Supplied passage –
○ ○ ○

CSL Ltd: 1H extraordinary - time required to normalise
About the author:
- Author name:
- By Dr Derek Jellinek
- Job title:
- Senior Analyst
- Date posted:
- 18 February 2021, 4:30 PM
- Sectors Covered:
- 1H results were solid, with better than expected top/bottom line growth and improving OCF, but outside a positive mix, a significant percentage of the gains were driven by one-offs and lower expenditures.
- Seqirus was the standout on pandemic driven demand for influenza vaccines, while Behring gained from Albumin sales on the transition to direct China distribution and cost-outs, but Ig growth was modest and Specialty /Haemophilia fairly flat.
- While plasma collections are improving, they remain down c20% yoy. As sales are constrained, costs increasing and Seqirus seasonality unfavourable, 2H will be considerably softer (NPAT -47-58%). We view reiterated FY21 guidance as more “prudent” than conservative, and see risks bleeding into FY22.
- We adjust FY21-23 estimates, with our price target decreasing (login to view). Hold.
Profit and margins hitting highs, but mainly driven by one-offs
1H results were solid, beating on both top (US$5,739m, +17% cc; Morgans US$5,432m) and bottom lines (US$1,810m, +44% cc; Morgans US$1,369m). Underlying profit growth also impressed (EBIT US$2,358m, +42%; Morgans US$1,827m), with margins expanding 790bp to 41.1%.
However, c50% of these gains were driven by one-offs (US$80m COVID-19 government payment; Albumin sales +93%) and lower expenses (opex -8%, US$95m).
OCF improved 87% (US$2,321m), mainly on lower donor payments and cost-outs, supporting an uptick in the dividend (US$1.04ps, +9%).
Flu vaccines outstanding; Albumin strong, Ig modest, Haem soft
Seqirus (30% of profit) was exceptional (US$1,340m, +40% in cc, EBIT US$693m, +112%, margin +15.3pp to 51.7%), underpinned by increased sales of seasonal influenza vaccines (+44%; record doses >100m) and ongoing shift to more differentiated products.
Behring (70% of profit) sales growth was solid (US$4,256m; +11% in cc), with margins up 490bp to 39.1% (the highest levels yet seen).
The gains seem mainly attributable to lower expenses and higher sales of Albumin (US$546m, +93% in cc) on the well flagged transition to the new direct distribution model, as growth in Immunoglobulin was modest (Ig; +7%) and roughly flat across both Specialty (US$899m, +3% in cc) and Haemophilia (US$563m, +1% in cc).
Profit 1H skewed; it remains all about plasma collections
FY21 guidance was reiterated (cc NPAT US$2,170-2,265m, 3-8%; rev 6-10%), indicating earnings are heavily skewed to 1H (2H NPAT US$360-455m, -47% to -58%).
While CSL Ltd (ASX:CSL) has numerous initiatives to drive plasma collections (eg enhanced marketing; new technologies; better donor programs) and collections have improved off their nadir (-40%+ last May) they remain down (20% in December; dipped in January on government stimulus; and now are impacted by inclement weather), and look to be a constraint on future sales (given 9 month cycle time).
Coupled with increasing costs (plasma up 20% per litre; R&D c10-11% of sales), we see increasing risk to outyear earnings.
Remains a core holding; likely to track sideways over short term
Our FY21-23 earnings estimates decrease up to 3%. Our DCF/SOTP-based price target decreases (login to view). We believe pandemic challenges will linger over the short term.

○ ○ ○

Tasks to perform –
A – From the CSL results note, list the initiatives given as examples of how CSL drives plasma collections.
B – Set down the passage of the CSL results note that begins with the words "The gains seem" and ends with "(US$563m, +1% in cc).".
C – In the CSL results note, what dividend per share is reported and by what percentage did it rise?

○ ○ ○

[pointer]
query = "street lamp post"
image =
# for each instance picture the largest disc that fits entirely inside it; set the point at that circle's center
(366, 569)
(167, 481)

○ ○ ○

Answers –
A –
Enhanced marketing
New technologies
Better donor programs

B –
The gains seem mainly attributable to lower expenses and higher sales of Albumin (US$546m, +93% in cc) on the well flagged transition to the new direct distribution model, as growth in Immunoglobulin was modest (Ig; +7%) and roughly flat across both Specialty (US$899m, +3% in cc) and Haemophilia (US$563m, +1% in cc).

C – US$1.04 per share, up 9%.